*Supplied passage*.
━━━━━━━━━━━━━━━━━━━━

Pakistan is like a net, a collection of holes, held together by a string; the string of self interest

Declan Walsh is a highly acclaimed Irish journalist who spent nine years in Pakistan as the New York Times’ Pakistan Bureau Chief and Guardian’s correspondent. He travelled extensively, made many friends and had contacts in all the right places. Yet surprisingly, The Nine Lives of Pakistan begins with a reference to “Farishtay’” or angels (which is a euphemism for the ISI), and his being given barely 72 hours to leave Pakistan. The book takes us through the fascinating period from 2004 to 2013 he spent in Pakistan and is told through the lives of nine extraordinary and diverse people. In following their lives we are taken on a guided tour by the author through the varied settings of Pakistan—be it the drawing rooms of Lahore, the streets of Karachi, the lawless frontiers of Waziristan and tribal areas of Baluchistan and of course the power centres of the garrison city of Rawalpindi and capital Islamabad. What is common are the omnipresent angels watching over everything.

The title is unusual, almost referring to a cat with nine lives. Eight of his nine characters are dead, most having met violent ends. The one who is still alive, lives abroad, his true identity hidden. The political, religious, ethnic and tribal fault lines in the nation are brought to the fore through the tales of these unusual people, all but one of whom is a woman. A country on the brink of anarchy; political chaos, extremism, fundamentalism, discrimination, and with regressive forces at work, and yet paradoxically, there is honour, bravery and idealism as seen through the work of a human rights activist; tribal chieftains for whom honour is of paramount importance, and a governor who speaks up for the rights of the minorities.

━━━━━━━━━━━━━━━━━━━━

*Written problem 1*.
Return the part of the book review starting with "The title is" and going on through "of the minorities.", word for word.
*Written problem 2*.
From the region labeling entries, retype the lines starting with the line that contains "plate, including partially occluded or truncated instances." and going on through the line that contains "493 176 780 448", and nothing else.
The entries that follow the book review are unrelated to it.

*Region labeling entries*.
━━━━━━━━━━━━━━━━━━━━

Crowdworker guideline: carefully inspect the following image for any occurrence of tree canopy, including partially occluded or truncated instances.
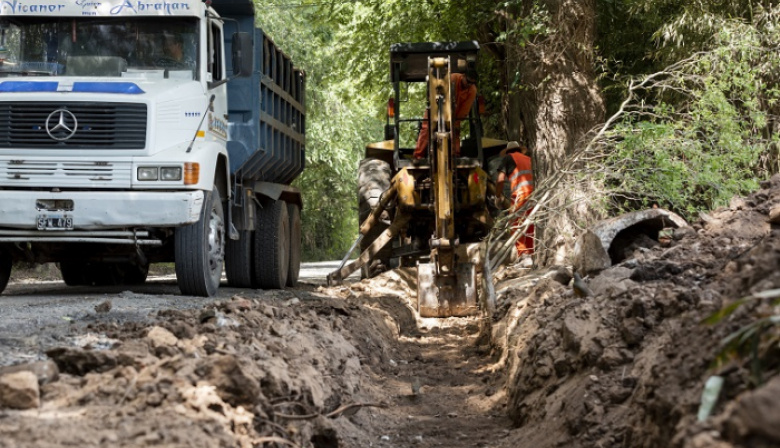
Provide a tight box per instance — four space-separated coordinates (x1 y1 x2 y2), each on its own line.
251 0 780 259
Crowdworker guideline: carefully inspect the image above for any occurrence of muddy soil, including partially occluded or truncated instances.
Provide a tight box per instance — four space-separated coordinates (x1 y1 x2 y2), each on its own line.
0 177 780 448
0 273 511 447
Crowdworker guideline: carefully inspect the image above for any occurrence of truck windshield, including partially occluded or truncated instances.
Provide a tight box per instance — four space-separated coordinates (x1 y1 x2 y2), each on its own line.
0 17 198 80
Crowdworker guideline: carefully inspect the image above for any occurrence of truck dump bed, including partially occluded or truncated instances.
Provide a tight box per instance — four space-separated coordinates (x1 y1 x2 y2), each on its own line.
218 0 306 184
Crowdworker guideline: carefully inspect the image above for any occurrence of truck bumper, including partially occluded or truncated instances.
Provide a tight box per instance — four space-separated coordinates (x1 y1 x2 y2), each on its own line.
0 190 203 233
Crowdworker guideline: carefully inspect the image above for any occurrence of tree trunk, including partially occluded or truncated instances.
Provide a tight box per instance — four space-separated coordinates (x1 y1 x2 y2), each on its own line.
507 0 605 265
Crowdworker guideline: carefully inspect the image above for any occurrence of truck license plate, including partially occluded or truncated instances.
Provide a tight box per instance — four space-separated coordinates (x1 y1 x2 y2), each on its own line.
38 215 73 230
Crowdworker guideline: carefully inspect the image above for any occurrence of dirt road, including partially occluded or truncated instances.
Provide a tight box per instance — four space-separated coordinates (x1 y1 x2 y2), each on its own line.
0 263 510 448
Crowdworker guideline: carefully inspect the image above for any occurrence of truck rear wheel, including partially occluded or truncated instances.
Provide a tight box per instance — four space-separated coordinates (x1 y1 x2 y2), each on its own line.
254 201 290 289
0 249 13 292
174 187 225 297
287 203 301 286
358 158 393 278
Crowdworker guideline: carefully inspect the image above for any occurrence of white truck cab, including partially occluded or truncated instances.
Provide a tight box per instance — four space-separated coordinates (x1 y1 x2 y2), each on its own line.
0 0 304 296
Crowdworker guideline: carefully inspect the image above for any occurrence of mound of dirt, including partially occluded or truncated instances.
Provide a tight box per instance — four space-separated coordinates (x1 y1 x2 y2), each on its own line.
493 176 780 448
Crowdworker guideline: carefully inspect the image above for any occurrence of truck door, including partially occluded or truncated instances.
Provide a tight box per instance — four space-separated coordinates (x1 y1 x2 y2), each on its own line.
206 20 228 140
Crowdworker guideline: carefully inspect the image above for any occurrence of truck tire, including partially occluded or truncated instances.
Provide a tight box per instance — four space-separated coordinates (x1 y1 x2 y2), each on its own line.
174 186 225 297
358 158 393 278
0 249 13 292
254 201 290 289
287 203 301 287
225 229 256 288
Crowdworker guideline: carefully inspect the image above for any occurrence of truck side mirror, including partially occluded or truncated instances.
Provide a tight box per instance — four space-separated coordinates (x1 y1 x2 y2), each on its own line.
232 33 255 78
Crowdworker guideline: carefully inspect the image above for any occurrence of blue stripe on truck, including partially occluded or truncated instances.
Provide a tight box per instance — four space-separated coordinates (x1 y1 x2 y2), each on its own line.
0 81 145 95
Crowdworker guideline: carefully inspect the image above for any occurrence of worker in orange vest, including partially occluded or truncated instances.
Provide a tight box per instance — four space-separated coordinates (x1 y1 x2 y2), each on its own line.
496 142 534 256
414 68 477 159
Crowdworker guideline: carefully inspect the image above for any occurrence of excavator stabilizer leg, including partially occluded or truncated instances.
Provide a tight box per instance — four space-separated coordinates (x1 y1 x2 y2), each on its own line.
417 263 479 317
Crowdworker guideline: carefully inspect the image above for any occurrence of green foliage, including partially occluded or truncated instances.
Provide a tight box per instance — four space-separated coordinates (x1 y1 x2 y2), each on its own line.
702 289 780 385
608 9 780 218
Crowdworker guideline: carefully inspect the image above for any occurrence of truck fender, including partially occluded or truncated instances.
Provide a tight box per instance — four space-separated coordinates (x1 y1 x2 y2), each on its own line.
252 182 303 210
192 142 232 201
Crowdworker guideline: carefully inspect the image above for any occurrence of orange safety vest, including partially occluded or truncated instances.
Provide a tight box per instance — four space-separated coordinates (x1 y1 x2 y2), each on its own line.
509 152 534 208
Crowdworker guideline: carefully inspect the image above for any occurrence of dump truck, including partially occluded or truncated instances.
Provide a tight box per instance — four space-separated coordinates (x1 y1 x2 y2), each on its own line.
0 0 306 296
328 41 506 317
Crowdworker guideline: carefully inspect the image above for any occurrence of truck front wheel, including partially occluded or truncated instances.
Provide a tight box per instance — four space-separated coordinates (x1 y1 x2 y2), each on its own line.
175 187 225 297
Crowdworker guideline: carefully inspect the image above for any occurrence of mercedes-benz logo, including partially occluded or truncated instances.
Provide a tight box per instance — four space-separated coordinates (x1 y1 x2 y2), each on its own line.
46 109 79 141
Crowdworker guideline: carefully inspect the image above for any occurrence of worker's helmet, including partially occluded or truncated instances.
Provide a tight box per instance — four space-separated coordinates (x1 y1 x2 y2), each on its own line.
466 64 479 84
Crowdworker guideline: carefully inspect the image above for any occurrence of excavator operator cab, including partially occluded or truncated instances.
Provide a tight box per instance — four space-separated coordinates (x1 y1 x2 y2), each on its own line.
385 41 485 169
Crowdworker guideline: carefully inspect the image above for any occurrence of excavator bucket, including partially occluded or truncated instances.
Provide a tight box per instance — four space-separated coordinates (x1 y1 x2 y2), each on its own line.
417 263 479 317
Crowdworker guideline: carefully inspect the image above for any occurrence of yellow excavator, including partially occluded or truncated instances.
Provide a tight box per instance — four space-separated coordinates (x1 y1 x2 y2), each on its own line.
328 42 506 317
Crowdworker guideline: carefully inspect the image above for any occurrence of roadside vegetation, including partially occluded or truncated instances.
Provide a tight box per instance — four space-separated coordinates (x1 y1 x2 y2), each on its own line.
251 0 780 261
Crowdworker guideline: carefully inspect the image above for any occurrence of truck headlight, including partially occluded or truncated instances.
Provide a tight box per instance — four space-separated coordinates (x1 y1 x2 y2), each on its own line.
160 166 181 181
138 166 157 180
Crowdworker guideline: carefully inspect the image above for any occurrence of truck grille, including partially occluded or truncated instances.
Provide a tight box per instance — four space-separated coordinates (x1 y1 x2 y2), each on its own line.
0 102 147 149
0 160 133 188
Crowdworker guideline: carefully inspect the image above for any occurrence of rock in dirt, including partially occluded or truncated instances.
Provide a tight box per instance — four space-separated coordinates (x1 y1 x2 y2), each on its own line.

━━━━━━━━━━━━━━━━━━━━

*Full output 1*.
The title is unusual, almost referring to a cat with nine lives. Eight of his nine characters are dead, most having met violent ends. The one who is still alive, lives abroad, his true identity hidden. The political, religious, ethnic and tribal fault lines in the nation are brought to the fore through the tales of these unusual people, all but one of whom is a woman. A country on the brink of anarchy; political chaos, extremism, fundamentalism, discrimination, and with regressive forces at work, and yet paradoxically, there is honour, bravery and idealism as seen through the work of a human rights activist; tribal chieftains for whom honour is of paramount importance, and a governor who speaks up for the rights of the minorities.

*Full output 2*.
Crowdworker guideline: carefully inspect the image above for any occurrence of truck license plate, including partially occluded or truncated instances.
Provide a tight box per instance — four space-separated coordinates (x1 y1 x2 y2), each on its own line.
38 215 73 230
Crowdworker guideline: carefully inspect the image above for any occurrence of dirt road, including partially occluded or truncated instances.
Provide a tight box per instance — four space-separated coordinates (x1 y1 x2 y2), each on its own line.
0 263 510 448
Crowdworker guideline: carefully inspect the image above for any occurrence of truck rear wheel, including partially occluded or truncated instances.
Provide a tight box per instance — four space-separated coordinates (x1 y1 x2 y2), each on its own line.
254 201 290 289
0 249 13 292
174 187 225 297
287 203 301 286
358 158 393 278
Crowdworker guideline: carefully inspect the image above for any occurrence of white truck cab, including partially occluded or truncated instances.
Provide a tight box per instance — four space-separated coordinates (x1 y1 x2 y2), each on its own line.
0 0 304 296
Crowdworker guideline: carefully inspect the image above for any occurrence of mound of dirt, including partially occluded or truncated instances.
Provide a tight box per instance — four space-separated coordinates (x1 y1 x2 y2), each on its own line.
493 176 780 448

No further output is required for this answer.